--- Start of DATASET ---
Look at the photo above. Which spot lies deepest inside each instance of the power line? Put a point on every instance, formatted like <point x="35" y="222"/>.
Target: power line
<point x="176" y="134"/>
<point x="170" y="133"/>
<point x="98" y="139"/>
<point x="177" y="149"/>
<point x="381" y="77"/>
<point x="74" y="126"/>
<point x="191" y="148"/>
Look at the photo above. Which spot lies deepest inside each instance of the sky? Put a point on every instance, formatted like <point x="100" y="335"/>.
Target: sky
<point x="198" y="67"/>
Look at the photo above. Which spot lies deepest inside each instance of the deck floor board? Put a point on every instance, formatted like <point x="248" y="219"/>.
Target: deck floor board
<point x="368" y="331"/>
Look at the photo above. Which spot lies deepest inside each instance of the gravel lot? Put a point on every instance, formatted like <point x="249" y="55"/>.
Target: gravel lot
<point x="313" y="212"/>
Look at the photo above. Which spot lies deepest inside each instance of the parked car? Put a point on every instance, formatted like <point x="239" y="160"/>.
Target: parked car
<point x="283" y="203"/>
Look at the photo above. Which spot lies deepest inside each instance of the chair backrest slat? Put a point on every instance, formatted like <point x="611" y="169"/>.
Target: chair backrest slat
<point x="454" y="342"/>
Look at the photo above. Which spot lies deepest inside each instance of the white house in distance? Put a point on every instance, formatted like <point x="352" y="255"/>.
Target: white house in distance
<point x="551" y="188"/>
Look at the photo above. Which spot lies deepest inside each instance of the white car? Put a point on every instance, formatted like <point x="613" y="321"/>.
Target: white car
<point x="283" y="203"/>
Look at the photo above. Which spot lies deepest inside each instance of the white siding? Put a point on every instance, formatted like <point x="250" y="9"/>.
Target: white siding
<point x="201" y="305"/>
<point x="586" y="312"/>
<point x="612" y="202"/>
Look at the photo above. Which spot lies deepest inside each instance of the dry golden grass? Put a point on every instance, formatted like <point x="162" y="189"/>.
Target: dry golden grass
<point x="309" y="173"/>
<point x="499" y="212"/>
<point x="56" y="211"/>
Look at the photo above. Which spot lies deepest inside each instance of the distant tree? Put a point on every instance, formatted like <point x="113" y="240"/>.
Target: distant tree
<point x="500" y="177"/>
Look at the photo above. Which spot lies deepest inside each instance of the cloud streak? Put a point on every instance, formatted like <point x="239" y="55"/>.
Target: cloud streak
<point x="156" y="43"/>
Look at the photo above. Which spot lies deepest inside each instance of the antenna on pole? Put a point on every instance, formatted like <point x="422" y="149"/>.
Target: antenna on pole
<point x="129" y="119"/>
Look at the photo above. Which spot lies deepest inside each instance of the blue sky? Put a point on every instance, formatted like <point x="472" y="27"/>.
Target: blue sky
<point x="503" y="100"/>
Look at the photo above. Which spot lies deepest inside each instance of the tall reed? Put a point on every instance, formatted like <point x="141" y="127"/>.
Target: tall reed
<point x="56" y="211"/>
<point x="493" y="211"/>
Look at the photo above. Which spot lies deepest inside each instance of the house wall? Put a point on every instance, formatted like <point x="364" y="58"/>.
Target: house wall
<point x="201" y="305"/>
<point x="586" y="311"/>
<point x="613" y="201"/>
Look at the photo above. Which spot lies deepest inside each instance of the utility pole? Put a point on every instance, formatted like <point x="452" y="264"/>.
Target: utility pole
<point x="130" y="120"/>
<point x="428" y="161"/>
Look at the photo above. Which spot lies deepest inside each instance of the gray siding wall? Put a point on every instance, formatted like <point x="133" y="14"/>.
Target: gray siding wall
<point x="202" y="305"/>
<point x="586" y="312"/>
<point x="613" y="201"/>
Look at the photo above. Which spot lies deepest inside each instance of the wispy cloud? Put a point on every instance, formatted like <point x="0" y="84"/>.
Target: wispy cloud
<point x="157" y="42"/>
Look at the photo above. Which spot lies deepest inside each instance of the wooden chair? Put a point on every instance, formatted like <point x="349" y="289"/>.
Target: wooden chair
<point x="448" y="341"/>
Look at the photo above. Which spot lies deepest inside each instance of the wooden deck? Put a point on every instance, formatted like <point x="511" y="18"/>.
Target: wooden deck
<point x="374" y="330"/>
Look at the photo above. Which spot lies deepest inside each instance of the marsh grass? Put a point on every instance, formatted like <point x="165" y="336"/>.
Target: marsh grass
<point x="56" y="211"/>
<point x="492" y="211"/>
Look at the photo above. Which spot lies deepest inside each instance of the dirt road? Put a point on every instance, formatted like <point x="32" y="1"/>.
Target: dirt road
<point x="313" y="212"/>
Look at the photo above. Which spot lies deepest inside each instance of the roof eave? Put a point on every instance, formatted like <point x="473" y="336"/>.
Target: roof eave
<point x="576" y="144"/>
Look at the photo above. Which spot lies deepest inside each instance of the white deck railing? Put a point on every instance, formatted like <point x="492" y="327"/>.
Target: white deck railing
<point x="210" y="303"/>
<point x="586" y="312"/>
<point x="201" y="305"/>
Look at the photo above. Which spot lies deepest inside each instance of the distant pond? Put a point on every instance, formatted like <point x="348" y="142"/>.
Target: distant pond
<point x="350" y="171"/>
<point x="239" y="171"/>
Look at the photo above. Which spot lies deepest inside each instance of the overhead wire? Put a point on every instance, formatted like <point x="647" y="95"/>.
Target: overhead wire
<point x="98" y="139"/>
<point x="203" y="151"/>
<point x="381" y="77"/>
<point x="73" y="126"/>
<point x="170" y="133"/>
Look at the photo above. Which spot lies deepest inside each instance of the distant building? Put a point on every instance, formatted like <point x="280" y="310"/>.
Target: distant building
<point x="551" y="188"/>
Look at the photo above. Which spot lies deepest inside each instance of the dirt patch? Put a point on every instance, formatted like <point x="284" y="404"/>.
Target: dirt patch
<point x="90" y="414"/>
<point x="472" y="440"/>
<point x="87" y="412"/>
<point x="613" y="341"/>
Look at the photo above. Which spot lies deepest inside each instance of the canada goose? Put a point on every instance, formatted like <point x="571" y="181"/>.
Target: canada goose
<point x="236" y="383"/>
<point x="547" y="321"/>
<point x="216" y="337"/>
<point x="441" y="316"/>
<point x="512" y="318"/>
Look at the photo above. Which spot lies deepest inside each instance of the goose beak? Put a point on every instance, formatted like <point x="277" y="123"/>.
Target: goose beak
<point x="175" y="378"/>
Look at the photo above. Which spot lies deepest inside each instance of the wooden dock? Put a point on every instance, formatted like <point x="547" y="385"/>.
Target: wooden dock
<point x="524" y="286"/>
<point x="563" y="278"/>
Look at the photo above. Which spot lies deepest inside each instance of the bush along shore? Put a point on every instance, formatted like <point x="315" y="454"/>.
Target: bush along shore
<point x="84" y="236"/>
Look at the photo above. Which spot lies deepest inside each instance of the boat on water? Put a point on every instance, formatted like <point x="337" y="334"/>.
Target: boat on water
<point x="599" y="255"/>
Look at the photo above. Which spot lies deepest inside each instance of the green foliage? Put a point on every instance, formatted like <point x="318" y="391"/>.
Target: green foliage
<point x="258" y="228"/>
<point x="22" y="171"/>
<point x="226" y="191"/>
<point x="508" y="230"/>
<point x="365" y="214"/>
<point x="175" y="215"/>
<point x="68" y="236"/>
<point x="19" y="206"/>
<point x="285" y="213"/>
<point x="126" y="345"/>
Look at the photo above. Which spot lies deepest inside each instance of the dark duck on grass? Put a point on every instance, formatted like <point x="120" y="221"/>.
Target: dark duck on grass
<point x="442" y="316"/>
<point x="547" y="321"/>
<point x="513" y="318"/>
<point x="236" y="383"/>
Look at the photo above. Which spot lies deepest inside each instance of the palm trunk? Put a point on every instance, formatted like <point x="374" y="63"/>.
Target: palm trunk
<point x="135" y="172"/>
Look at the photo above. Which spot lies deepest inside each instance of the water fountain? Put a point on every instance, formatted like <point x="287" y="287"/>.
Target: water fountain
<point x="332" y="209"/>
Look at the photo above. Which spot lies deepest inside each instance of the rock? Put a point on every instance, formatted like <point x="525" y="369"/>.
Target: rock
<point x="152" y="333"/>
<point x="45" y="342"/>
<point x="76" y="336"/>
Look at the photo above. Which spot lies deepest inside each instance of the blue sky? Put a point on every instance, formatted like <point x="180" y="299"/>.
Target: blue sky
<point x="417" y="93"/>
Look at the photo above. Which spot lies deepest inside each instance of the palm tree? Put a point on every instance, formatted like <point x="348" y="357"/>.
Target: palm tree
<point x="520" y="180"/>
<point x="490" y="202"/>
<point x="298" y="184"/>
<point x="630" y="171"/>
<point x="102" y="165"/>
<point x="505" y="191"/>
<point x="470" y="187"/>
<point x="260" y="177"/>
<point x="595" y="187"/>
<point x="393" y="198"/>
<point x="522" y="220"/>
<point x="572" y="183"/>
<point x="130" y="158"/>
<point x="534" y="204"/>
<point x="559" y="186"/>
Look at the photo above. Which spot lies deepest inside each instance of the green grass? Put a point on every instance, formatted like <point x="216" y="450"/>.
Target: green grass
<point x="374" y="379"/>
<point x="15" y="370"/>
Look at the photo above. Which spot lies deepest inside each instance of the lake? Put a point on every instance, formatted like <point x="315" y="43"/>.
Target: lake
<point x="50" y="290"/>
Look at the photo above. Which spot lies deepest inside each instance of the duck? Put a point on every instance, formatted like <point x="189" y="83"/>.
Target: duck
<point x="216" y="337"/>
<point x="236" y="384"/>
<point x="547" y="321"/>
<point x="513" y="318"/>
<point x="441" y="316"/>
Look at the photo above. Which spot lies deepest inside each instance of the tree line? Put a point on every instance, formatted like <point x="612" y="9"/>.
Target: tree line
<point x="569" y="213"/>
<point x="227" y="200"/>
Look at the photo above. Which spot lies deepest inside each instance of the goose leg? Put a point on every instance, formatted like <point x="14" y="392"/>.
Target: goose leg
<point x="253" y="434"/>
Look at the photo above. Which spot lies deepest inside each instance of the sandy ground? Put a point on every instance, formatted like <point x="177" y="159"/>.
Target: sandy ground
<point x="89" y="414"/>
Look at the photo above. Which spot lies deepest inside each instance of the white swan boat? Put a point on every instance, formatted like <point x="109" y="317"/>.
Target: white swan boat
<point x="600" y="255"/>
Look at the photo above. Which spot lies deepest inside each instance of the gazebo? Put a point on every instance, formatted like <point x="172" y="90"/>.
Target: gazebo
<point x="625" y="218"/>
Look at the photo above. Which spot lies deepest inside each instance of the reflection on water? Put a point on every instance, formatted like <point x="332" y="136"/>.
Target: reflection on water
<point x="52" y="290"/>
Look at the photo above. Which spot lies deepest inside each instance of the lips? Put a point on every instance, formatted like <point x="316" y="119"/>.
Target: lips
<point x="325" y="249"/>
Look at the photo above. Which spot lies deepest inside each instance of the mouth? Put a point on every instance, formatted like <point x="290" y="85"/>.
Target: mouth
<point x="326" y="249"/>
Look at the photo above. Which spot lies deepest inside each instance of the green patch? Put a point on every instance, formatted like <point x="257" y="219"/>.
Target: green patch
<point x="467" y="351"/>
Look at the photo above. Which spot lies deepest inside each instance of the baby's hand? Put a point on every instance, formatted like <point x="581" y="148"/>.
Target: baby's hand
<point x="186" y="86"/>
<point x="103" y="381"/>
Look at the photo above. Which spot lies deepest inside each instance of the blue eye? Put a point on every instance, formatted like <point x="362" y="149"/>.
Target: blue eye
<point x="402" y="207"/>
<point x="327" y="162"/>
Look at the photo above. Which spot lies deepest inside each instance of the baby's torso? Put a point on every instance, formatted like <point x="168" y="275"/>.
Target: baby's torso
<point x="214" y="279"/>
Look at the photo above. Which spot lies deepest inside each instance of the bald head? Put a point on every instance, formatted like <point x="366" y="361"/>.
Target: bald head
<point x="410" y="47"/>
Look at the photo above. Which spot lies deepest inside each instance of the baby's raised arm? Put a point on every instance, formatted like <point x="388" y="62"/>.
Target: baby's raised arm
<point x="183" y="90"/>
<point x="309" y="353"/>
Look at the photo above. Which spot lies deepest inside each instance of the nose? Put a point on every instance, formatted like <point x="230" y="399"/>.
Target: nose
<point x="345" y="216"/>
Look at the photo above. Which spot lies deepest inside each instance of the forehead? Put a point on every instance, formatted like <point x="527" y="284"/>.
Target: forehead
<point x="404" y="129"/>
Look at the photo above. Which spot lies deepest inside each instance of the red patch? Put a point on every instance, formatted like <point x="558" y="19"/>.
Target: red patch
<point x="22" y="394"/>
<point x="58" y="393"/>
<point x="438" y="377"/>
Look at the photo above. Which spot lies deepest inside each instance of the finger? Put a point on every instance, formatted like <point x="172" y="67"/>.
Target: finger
--- End of DATASET ---
- **DIRECTIONS FOR THIS TASK**:
Starting from the line containing "the baby's raised" and ending with the final line of the data, reproduce each line exactly as it appears, including no other lines.

- **OUTPUT FOR THIS EXERCISE**:
Look at the photo above. Which spot lies deepest inside each instance of the baby's raised arm? Put a point on every instance, formatted like <point x="388" y="62"/>.
Target: baby's raised arm
<point x="183" y="90"/>
<point x="309" y="353"/>
Look at the photo above. Which spot lies deepest inside each instance of the nose? Put a point on every instance, formatted like <point x="230" y="399"/>.
Target: nose
<point x="345" y="216"/>
Look at the photo above. Which spot lies deepest inside each instance of the forehead? Put a point on every instance, formatted like <point x="527" y="284"/>.
Target: forehead
<point x="404" y="129"/>
Look at the photo above. Which spot lies deepest inside each instance of the red patch? Put a point on every instance, formatted like <point x="558" y="19"/>.
Target: red patch
<point x="22" y="394"/>
<point x="58" y="393"/>
<point x="438" y="377"/>
Look at the photo above. Which spot lies deepest inside each instance of the finger? Put a point on every instance, formatted like <point x="172" y="67"/>.
Target: finger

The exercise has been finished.